►

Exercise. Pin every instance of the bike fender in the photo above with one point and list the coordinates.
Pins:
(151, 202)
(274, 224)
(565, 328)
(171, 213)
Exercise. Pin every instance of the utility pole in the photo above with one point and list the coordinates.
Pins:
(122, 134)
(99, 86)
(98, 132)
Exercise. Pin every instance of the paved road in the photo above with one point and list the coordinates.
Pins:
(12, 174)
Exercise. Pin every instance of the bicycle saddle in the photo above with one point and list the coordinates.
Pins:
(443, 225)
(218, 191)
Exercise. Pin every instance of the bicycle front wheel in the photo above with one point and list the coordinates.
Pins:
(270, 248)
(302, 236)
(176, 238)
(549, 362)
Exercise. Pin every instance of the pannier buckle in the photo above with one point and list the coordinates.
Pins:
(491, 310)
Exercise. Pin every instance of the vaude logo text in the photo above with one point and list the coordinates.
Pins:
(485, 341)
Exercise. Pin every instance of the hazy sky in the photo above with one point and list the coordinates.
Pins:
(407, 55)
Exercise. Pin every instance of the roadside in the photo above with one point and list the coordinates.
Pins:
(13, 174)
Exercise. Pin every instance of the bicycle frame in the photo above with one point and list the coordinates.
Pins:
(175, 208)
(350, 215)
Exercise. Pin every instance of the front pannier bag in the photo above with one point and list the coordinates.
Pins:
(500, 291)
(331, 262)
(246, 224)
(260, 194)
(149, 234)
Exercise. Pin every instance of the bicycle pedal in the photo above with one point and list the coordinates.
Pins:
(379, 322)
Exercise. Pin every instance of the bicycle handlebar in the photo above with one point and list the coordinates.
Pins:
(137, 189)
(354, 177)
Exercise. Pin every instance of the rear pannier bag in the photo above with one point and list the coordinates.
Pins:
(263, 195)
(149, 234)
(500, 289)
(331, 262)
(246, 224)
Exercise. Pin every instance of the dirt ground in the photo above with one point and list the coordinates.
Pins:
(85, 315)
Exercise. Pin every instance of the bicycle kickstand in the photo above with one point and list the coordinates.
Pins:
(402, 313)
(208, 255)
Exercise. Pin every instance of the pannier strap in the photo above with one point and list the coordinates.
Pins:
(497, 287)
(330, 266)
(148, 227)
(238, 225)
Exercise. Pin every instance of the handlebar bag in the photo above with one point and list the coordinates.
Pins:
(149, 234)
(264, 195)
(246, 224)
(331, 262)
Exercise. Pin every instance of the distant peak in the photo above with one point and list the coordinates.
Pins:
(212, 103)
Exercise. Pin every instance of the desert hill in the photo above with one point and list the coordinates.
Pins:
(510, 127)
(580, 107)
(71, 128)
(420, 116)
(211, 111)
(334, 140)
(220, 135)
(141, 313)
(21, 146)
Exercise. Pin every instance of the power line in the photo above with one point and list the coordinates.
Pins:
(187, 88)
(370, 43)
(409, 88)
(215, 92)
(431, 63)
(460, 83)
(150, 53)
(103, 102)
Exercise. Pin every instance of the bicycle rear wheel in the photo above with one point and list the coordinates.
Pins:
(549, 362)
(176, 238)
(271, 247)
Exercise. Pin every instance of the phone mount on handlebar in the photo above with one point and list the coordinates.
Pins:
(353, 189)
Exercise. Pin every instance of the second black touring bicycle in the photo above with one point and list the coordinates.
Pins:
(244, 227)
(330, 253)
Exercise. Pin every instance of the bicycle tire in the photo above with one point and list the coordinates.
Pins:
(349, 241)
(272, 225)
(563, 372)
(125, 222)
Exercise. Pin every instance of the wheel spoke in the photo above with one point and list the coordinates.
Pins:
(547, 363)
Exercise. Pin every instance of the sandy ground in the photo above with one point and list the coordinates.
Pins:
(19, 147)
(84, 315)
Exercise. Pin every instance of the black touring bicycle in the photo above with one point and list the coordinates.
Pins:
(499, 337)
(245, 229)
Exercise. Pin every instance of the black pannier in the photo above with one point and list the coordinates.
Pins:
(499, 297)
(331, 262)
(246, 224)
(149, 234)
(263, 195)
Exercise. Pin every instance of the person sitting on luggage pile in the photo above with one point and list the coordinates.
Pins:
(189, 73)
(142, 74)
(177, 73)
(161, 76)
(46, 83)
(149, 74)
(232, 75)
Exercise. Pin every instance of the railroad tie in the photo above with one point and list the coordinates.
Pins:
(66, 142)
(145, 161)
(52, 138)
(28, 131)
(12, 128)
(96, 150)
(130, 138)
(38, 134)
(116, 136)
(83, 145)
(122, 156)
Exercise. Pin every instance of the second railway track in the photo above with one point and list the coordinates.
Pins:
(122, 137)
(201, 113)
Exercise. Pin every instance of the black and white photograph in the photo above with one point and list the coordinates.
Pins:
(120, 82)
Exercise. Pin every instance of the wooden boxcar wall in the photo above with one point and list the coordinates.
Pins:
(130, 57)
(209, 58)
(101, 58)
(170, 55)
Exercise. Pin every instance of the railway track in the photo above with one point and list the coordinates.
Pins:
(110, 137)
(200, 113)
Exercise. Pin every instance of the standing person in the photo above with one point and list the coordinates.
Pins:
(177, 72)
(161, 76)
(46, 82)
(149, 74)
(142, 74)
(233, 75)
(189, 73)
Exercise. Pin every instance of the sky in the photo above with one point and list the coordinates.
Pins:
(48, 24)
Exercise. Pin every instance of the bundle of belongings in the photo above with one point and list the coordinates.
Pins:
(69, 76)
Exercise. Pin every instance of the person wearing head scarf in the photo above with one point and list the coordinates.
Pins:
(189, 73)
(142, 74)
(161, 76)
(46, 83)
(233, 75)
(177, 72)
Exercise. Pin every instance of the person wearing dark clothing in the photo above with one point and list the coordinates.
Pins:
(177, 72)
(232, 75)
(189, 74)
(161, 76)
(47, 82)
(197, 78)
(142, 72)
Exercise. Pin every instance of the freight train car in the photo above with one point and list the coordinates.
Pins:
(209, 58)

◄

Copy every line of the data that carries the word "wearing".

Exercise. Pin every instance of the person wearing head scarf in the photo above with one point and list the coordinates.
Exercise. Pin every instance of the person wearing dark clothing in the photo above with one point and list the coordinates.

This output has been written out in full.